### Work required
With the records below as input, work out how many lines include the word "retaining". Give only the number.

### Given records
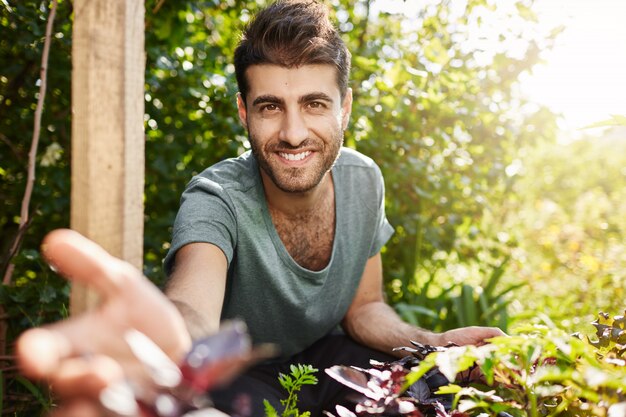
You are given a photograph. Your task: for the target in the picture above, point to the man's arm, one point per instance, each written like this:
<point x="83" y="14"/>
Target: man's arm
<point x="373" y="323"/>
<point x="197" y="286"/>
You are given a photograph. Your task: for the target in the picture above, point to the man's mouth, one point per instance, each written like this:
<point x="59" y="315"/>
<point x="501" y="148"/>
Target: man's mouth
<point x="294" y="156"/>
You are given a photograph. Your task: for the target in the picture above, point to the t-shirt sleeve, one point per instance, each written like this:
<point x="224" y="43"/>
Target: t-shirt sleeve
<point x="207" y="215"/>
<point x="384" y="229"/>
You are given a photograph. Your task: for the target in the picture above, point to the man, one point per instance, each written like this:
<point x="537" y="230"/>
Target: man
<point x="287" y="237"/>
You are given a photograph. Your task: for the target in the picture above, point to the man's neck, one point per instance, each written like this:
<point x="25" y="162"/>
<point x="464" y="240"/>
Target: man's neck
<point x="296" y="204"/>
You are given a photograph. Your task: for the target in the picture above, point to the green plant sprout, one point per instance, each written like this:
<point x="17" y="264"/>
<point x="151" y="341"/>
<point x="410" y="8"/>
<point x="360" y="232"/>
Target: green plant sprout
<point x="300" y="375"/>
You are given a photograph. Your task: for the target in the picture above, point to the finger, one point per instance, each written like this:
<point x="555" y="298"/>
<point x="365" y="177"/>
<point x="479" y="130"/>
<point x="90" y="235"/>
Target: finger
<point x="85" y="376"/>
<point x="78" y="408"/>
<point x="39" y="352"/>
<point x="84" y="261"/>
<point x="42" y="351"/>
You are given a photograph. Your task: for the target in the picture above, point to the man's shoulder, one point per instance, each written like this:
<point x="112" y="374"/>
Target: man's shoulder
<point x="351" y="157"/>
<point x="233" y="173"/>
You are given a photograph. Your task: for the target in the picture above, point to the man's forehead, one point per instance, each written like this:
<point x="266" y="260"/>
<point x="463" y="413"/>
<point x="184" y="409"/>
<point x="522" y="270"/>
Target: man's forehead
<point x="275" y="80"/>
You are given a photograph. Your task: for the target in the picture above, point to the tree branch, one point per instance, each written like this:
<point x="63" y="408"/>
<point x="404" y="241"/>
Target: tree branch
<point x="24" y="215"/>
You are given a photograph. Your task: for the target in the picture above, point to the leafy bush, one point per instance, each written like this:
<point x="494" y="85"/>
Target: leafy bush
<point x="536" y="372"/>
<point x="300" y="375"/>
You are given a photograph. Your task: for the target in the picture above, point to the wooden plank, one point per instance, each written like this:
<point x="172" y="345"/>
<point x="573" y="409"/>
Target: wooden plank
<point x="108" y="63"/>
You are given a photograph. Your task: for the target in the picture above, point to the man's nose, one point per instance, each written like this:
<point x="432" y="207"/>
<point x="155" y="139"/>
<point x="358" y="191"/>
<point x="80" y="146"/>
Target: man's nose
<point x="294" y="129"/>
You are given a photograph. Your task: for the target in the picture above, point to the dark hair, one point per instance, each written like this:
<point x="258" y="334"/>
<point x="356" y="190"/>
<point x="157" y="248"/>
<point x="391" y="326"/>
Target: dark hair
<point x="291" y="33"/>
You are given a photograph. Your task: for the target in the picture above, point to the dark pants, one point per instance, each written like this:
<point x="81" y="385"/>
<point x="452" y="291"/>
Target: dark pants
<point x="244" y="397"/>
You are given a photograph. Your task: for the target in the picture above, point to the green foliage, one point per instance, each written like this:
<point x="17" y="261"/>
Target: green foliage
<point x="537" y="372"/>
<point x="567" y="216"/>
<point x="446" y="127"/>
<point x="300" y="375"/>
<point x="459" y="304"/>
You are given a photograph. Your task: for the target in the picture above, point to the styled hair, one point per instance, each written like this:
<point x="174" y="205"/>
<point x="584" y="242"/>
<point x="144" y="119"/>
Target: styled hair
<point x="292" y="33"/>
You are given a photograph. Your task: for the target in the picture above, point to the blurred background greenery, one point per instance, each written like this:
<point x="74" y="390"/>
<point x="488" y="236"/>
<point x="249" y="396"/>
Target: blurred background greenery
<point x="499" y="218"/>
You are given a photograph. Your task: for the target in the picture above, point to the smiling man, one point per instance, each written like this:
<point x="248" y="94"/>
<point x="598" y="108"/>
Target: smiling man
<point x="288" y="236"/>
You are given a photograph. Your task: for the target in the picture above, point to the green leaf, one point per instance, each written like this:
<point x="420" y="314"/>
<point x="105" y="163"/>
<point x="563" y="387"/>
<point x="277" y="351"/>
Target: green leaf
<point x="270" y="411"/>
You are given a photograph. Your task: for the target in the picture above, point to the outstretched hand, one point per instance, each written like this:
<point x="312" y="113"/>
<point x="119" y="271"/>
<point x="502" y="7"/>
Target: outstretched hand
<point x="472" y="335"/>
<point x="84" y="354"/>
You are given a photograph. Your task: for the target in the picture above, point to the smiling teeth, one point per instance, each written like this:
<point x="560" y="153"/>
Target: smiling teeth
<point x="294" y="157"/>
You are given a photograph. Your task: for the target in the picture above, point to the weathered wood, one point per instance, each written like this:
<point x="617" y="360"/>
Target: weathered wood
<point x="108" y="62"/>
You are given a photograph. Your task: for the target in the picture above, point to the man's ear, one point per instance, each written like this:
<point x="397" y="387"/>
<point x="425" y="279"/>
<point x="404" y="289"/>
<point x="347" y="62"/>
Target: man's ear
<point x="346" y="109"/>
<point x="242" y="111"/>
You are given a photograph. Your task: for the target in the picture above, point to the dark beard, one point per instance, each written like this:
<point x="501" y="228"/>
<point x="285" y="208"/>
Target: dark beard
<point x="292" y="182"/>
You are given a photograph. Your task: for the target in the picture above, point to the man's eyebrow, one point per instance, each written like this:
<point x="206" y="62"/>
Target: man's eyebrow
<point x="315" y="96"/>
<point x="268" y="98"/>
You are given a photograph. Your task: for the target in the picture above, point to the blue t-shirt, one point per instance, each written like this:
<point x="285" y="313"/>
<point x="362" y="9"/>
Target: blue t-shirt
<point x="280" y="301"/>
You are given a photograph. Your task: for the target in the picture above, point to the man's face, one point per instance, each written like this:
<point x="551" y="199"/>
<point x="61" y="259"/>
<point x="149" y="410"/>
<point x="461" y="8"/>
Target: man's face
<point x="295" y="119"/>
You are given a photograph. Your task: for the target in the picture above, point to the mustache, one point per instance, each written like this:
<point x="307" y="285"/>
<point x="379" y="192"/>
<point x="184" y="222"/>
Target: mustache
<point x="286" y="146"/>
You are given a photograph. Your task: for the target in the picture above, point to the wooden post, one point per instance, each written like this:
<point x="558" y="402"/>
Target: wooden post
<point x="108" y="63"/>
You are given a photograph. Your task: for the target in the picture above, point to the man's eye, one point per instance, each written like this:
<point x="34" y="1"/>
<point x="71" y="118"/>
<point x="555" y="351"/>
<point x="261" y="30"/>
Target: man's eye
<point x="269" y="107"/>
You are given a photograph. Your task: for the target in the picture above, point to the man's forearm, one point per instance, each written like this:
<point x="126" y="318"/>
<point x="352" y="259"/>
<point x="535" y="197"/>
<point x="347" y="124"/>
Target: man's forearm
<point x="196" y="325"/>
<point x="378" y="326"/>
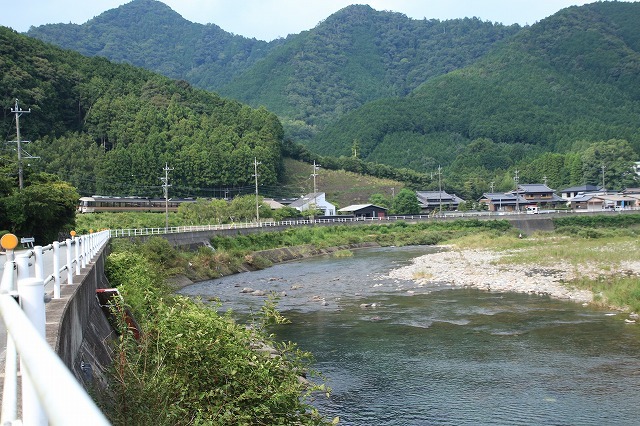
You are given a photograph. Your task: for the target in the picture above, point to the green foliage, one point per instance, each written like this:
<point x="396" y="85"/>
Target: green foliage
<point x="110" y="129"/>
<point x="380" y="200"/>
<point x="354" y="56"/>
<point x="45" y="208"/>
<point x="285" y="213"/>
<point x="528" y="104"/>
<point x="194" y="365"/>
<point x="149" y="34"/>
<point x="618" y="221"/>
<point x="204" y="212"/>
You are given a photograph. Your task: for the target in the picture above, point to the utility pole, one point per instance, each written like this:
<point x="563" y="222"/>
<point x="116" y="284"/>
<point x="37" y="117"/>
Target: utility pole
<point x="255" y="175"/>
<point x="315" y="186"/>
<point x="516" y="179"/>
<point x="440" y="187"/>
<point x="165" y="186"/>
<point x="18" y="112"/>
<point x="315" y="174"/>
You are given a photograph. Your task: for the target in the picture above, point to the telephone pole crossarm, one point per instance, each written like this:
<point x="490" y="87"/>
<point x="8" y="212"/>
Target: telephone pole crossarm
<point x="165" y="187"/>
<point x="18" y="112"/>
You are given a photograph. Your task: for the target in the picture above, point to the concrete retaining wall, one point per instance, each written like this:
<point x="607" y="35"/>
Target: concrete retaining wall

### Result of the exercise
2